═════ Exercise input

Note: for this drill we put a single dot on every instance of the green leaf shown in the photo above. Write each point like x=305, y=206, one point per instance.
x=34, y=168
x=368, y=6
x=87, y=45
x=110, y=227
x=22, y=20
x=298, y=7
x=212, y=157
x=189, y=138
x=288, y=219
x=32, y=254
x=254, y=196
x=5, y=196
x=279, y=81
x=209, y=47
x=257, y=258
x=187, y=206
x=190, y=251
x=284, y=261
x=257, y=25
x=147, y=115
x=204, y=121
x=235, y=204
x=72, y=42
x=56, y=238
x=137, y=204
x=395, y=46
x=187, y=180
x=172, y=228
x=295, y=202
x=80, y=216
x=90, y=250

══════════

> To do: Retype the whole listing above exactly as it appears.

> Exercise response:
Note: for this drill we put a single dot on every instance of the green leaf shown in the photo above. Write each point like x=305, y=206, one point per instance.
x=34, y=168
x=368, y=6
x=87, y=45
x=110, y=227
x=22, y=20
x=298, y=7
x=212, y=157
x=189, y=138
x=288, y=219
x=32, y=254
x=254, y=196
x=5, y=196
x=279, y=81
x=209, y=47
x=257, y=258
x=187, y=206
x=190, y=251
x=284, y=261
x=257, y=25
x=147, y=115
x=204, y=121
x=235, y=204
x=72, y=42
x=56, y=238
x=137, y=204
x=395, y=46
x=187, y=180
x=172, y=228
x=295, y=202
x=80, y=216
x=90, y=250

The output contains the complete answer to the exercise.